TEXT PROVIDED
====================
- Directed by: Andrea Bianchi
- Screenplay by: Piero Regnoli
- Produced by: Gabriele Crisanti
- Starring: Katell Laennec; Patrizia Webley; Enzo Fisichella; Giuseppe Marrocco;
- Cinematography: Franco Villa
- Music by: Elsio Mancuso; Berto Pisano;
- Production company: Filmarte
- Distributed by: Stefano Film
- Release date: 22 September 1979 (Italy);
- Country: Italy

= Malabimba – The Malicious Whore =

1979 Italian sexploitation horror film

Malabimba – The Malicious Whore (Malabimba "wicked child") is a 1979 Italian sexploitation horror film directed by Andrea Bianchi.

==Plot==
In the castle of a wealthy family, a seance is held to contact the spirit of a woman who had been murdered. Instead, the spirit of Lucrezia, an ancestor of the family, is recalled during the seance. Lucrezia tries to take possession of the soul of Sister Sofia, who has lived in the castle to take care of the paralytic Adolfo, owner of the castle together with his brother Andrea, the husband of the murdered woman. Not succeeding, she takes possession instead of the body of the adolescent Bimba: she is the daughter of Andrea and the murdered woman, and until then had spent a very withdrawn and reserved life.

In the following days the behavior of Bimba radically changes, due to the evil influence of Lucrezia's soul, and several times, she falls prey of the perverse sexual urges of Lucrezia, while unconsciously sheds light on the sexual and perverse vices of her family members. The family members, worried, entrust the girl to the care of Sister Sofia. The relationship between Bimba and Sister Sofia grows more confidential and between them a loving friendship is born. But in reality Bimba, subjugated by the soul of Lucrezia, sexually tempts the nun into a downward spiral of unspeakable debauchery.
====================
(Referring expression grounding data)
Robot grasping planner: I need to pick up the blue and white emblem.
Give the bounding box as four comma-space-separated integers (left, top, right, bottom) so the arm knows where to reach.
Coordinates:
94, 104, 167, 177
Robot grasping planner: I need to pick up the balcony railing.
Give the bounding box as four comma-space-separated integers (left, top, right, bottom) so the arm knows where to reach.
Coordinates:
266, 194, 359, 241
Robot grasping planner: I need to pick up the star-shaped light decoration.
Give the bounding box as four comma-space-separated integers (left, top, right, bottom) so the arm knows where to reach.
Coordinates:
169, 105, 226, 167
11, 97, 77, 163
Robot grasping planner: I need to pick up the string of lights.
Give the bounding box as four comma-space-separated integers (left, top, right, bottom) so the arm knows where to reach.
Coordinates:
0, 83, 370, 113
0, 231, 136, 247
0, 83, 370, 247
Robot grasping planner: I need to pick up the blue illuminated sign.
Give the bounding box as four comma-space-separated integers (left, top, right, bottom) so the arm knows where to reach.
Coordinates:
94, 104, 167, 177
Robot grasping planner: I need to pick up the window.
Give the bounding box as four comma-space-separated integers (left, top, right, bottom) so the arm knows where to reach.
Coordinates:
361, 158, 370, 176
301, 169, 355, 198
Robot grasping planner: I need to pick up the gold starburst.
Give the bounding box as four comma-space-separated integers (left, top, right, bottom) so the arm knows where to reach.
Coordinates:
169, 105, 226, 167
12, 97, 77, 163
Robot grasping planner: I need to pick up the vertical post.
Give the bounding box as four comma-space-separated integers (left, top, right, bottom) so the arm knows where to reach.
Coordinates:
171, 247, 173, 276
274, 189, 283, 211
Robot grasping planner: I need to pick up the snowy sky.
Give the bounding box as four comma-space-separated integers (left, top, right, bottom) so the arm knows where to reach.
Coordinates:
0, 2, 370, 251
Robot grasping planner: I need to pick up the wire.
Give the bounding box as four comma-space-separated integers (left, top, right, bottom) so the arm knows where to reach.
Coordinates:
====================
TASK INSTRUCTIONS
a) Can you sum up the Malabimba film entry in two sentences?
b) Could you write the next part of the Malabimba film entry, picking up after its last plot sentence?

RESULTS
a) Malabimba – The Malicious Whore is a 1979 Italian sexploitation horror film directed by Andrea Bianchi. In its plot, a seance in a wealthy family's castle recalls the spirit of the ancestor Lucrezia, who fails to possess Sister Sofia and instead possesses the adolescent Bimba, whose behavior then radically changes and who tempts the nun into debauchery.

b)
==Cast==
- Katell Laennec as Bimba Caroli
- Patrizia Webley as Nais
- Enzo Fisichella as Andrea Caroli
- Giuseppe Marrocco as Adolfo Caroli (as Giuseppe Marrocu)
- Elisa Mainardi as Medium
- Giancarlo Del Duca as Giorgio
- Pupita Lea Scuderoni as Bimba's Grandmother (as Pupita Lea)
- Mariangela Giordano as Sister Sofia (as Maria Angela Giordan)

==Style==
Brizio-Skov stated that films such as Malabimba - The Malicious Whore were inspired by The Exorcist but also stood in the tradition of Italian gothic films, in that they depicted sexually active women as being deadly and dangerous. Italian film historian Roberto Curti noted the film's emphasis on eroticism, stating that by 1979, gothic films were infused with erotic themes that generally took over the narrative.

==Production==
The script for Malabimba - The Malicious Whore written by Piero Regnoli, whose screenplays of the 1970s often surrounded by eroticism. It was shot at Castle Piccolomini in Balsorano. Mariangela Giordano recalled that the film was shot in March 1979 for twelve days, working "day and night through the weekends" She stated she had gotten ill on set but as the producer, and her current romantic partner Gabriele Crisanti had not taken insurance policies on the production, she did not go to the hospital until the film was finished. On reflecting on her work with the producer in Malabimba, Giallo a Venezia and Patrick Still Lives, she commented that she "shouldn't have done them. But I was in love with Gabriele, I would have done anything for him."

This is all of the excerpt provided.